EXCERPT TO READ Block Start
It is strange to refer to Novak Djokovic as the world number 3 but it is also accurate at the moment. However, he is still the number one seed for Wimbledon 2022 as Daniil Medvedev and Alexander Zverev are both out of this year’s Championships. Medvedev as a result of his nationality, Russian and Belarussian players were banned from Wimbledon this year, and Zverev as a result of the injury sustained against Rafael Nadal in the French Open semifinal.
In truth, neither Medvedev nor Zverev would have been huge contenders for this title anyway but the absence of the Russian players in particular does thin out the Men’s Draw. Andrey Rublev and Karen Khachanov have been unable to take up their seedings as well, which means that Oscar Otte is the lowest seed at #32. Not a bad effort from the German who was ranked outside the top 150 a year ago.
The various withdrawals mean that actually the tournament lands itself in a familiar scenario. Djokovic #1 seed and Rafael Nadal #2 seed. Therefore, the big names have been kept apart in the draw. The Spaniard was a doubt to come to Wimbledon as he has been clearly in pain with a foot issue, but treatment that he has had between Roland-Garros and SW19 appears to have done the trick for the great Mallorcan.
EXCERPT TO READ Block End
DATA SUPPLIED Block Start
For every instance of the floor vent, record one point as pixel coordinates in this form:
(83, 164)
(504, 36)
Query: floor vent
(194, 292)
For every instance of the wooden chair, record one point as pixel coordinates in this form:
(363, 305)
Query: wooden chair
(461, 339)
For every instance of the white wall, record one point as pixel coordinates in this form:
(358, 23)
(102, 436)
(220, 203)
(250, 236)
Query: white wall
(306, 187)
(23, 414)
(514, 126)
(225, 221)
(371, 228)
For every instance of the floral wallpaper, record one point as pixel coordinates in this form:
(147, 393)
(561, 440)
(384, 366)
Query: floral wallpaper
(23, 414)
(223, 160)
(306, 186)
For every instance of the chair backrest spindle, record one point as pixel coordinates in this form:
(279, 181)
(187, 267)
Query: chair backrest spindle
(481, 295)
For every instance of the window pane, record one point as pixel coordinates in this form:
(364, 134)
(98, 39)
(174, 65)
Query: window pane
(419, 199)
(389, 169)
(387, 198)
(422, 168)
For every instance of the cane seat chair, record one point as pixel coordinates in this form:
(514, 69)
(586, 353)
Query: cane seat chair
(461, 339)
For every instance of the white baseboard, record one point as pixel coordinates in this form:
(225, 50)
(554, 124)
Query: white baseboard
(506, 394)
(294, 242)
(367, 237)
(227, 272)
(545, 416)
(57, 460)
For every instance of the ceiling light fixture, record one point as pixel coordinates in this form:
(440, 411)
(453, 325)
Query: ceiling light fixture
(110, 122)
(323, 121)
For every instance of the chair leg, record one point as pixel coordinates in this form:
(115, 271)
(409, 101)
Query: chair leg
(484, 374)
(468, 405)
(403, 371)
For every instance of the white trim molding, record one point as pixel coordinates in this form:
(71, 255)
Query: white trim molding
DATA SUPPLIED Block End
Do these statements agree with the Wimbledon 2022 preview? (a) Djokovic is the top seed for the tournament. (b) Zverev is missing the Championships because of his nationality. (c) Oscar Otte holds the lowest seeding, at #32. Answer yes or no for each, and quote the deciding words.

**COMPLETED EXERCISE:**
(a) Yes: "he is still the number one seed for Wimbledon 2022"
(b) No: "Zverev as a result of the injury sustained against Rafael Nadal in the French Open semifinal"
(c) Yes: "Oscar Otte is the lowest seed at #32"